## Фрагмент текста
____________________
Джон Кракауэр - Эверест. Кому и за что мстит гора?
Людей на этом участке маршрута становилось все больше. Те, кто остался в конце очереди, все больше отставали. Дело шло к полудню. Три клиента Холла: Стюарт Хатчисон, Джон Таск и Лу Касишке, поднимавшиеся почти в самом хвосте вместе с Холлом, были сильно обеспокоены тем, что скорость движения замедлилась. Прямо перед ними шла команда тайваньцев, двигавшаяся исключительно медленно.
– Они шли вперед очень странно. Слишком близко друг к другу, – вспоминает Хатчисон, – почти как куски хлеба в нарезанной на столе буханке, один за другим. И это не давало нам возможности обогнать их. Мы потеряли массу времени, дожидаясь, пока они поднимутся по веревкам.
____________________
## Записи данных
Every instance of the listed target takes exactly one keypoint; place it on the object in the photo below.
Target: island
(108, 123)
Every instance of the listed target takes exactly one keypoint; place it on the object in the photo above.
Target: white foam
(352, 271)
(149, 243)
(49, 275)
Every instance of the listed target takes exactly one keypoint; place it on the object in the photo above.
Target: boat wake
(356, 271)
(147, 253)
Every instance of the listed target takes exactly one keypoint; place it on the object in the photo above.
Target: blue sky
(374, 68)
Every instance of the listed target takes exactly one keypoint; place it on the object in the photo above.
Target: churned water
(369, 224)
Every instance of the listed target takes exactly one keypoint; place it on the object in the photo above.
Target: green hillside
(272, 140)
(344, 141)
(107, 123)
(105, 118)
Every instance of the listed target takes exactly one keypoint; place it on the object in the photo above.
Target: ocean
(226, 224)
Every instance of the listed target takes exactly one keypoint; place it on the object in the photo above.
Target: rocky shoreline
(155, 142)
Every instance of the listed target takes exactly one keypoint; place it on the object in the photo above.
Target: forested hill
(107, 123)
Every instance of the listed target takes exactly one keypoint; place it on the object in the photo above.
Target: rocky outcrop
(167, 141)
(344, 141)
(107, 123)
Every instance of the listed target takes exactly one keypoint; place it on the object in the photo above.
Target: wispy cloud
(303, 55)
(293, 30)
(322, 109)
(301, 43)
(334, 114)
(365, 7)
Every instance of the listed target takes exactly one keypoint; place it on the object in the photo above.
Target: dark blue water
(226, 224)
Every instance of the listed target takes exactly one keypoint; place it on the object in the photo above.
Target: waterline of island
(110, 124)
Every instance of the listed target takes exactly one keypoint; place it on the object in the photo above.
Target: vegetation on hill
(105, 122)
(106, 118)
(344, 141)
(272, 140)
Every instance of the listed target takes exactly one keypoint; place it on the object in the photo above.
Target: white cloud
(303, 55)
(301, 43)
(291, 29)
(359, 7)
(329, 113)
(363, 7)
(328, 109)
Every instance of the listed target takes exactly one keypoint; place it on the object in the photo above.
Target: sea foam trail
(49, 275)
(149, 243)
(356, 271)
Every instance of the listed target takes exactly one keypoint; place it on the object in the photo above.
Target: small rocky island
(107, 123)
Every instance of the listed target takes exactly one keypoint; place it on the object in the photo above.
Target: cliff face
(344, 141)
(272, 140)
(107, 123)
____________________
## Задания для выполнения
[1] Назовите всех клиентов Холла, упомянутых в отрывке об Эвересте.
[2] Перепишите часть отрывка об Эвересте от «Людей на этом» до «поднимутся по веревкам.», подставив «японцев» вместо «тайваньцев».

## Ожидаемые ответы
[1] Стюарт Хатчисон, Джон Таск, Лу Касишке

[2]
Людей на этом участке маршрута становилось все больше. Те, кто остался в конце очереди, все больше отставали. Дело шло к полудню. Три клиента Холла: Стюарт Хатчисон, Джон Таск и Лу Касишке, поднимавшиеся почти в самом хвосте вместе с Холлом, были сильно обеспокоены тем, что скорость движения замедлилась. Прямо перед ними шла команда японцев, двигавшаяся исключительно медленно.
– Они шли вперед очень странно. Слишком близко друг к другу, – вспоминает Хатчисон, – почти как куски хлеба в нарезанной на столе буханке, один за другим. И это не давало нам возможности обогнать их. Мы потеряли массу времени, дожидаясь, пока они поднимутся по веревкам.